## Extract provided
A doctor whom Mitchell hired confirmed that over the years, he was called in to witness her collection of sick children. The infants had everything from diarrhea to vomiting, whooping cough, and bronchitis. He instructed her to cease collecting sick children and to give the infants a proper diet. Mitchell failed on both accounts. The court decided that she had willfully neglected giving clean and proper care for the children, although many now believe that Mrs. Mitchell was a serial killer.

One witness that came forward during Mitchell’s trial and stated that while his wife was sick with cancer, both he and his wife had considered taking their daughter to Mitchell for care. Mitchell told them that the child would come down with the mother’s same sickness. Instead of leaving his child with Mitchell, he took the baby to his mother. While his wife was in the hospital, Mrs. Mitchell returned to the man, offering to take his daughter off his hands:

[ . . . ] Mrs. Mitchell came to his shop one morning and said witness’s child would always be a nuisance and always keep him poor; and that it had the same complaint as its mother. Mrs. Mitchell told him if he gave her L10 and 10s a week she would get rid of the child for him. She would give it opening medicine and stick a hatpin in its heart.

## Task requirements
Extract the passage from the account of the Mitchell trial starting at "A doctor whom" and ending at "a serial killer.", copying it word for word.

## Data
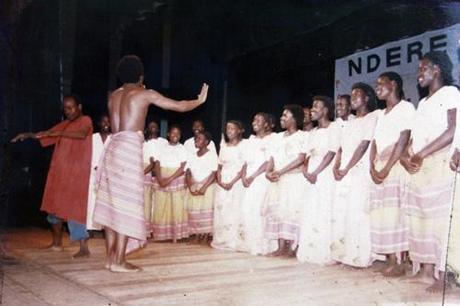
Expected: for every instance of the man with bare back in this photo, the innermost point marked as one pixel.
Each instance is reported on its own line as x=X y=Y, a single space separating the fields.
x=120 y=196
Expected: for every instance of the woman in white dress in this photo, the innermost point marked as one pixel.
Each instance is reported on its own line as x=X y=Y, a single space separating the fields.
x=200 y=178
x=321 y=147
x=255 y=157
x=389 y=226
x=285 y=173
x=100 y=141
x=170 y=217
x=351 y=222
x=227 y=231
x=151 y=148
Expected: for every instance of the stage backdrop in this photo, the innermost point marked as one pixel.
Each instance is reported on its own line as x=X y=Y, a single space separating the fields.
x=399 y=56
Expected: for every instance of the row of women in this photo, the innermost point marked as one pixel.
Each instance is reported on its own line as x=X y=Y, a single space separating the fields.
x=376 y=185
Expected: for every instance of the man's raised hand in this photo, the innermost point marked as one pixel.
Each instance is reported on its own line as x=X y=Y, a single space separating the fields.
x=203 y=94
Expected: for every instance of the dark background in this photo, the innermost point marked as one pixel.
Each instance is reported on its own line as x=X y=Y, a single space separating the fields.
x=256 y=56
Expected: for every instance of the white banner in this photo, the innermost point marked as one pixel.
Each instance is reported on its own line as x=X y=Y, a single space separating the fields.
x=400 y=56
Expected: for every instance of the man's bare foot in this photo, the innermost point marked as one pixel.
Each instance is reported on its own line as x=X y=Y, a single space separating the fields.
x=382 y=267
x=53 y=247
x=438 y=286
x=82 y=253
x=394 y=271
x=124 y=268
x=420 y=277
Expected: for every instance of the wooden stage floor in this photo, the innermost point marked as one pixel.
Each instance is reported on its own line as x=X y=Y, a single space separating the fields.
x=182 y=274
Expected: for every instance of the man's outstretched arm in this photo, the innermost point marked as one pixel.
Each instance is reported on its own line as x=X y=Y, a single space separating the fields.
x=161 y=101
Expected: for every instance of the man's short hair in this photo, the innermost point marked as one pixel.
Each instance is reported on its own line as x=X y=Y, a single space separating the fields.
x=328 y=103
x=130 y=69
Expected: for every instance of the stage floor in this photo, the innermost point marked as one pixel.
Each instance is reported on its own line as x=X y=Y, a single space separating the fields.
x=180 y=274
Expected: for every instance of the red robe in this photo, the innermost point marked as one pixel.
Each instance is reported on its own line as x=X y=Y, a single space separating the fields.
x=66 y=190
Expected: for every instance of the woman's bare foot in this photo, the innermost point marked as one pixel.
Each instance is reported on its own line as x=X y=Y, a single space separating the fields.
x=124 y=268
x=394 y=271
x=438 y=286
x=278 y=252
x=290 y=252
x=193 y=239
x=82 y=253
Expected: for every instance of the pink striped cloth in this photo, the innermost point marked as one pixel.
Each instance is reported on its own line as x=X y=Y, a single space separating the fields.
x=389 y=225
x=120 y=195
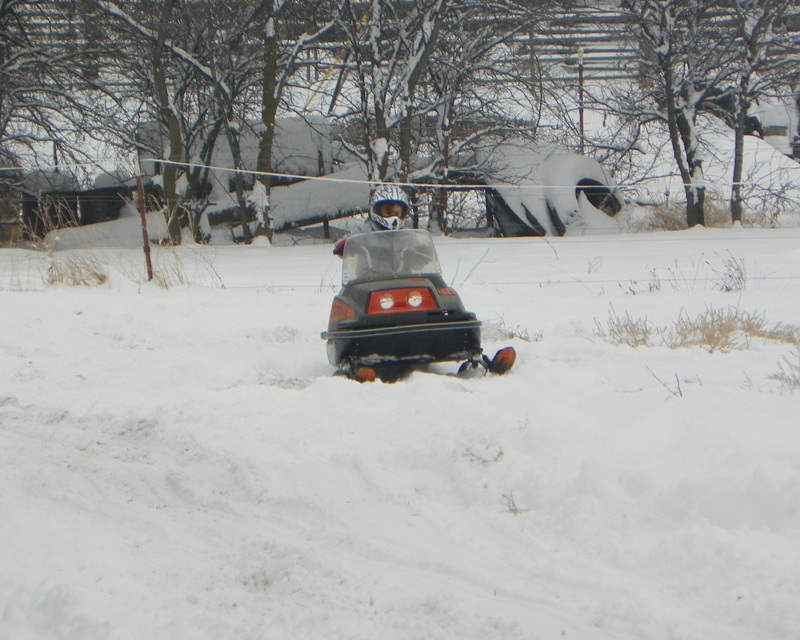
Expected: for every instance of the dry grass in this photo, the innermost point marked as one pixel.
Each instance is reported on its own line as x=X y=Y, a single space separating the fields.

## Output for this exercise
A doctor whom Mitchell hired confirmed that over the years, he was called in to witness her collection of sick children. The infants had everything from diarrhea to vomiting, whooping cough, and bronchitis. He instructed her to cease collecting sick children and to give the infants a proper diet. Mitchell failed on both accounts. The court decided that she had willfully neglected giving clean and proper care for the children, although many now believe that Mrs. Mitchell was a serial killer.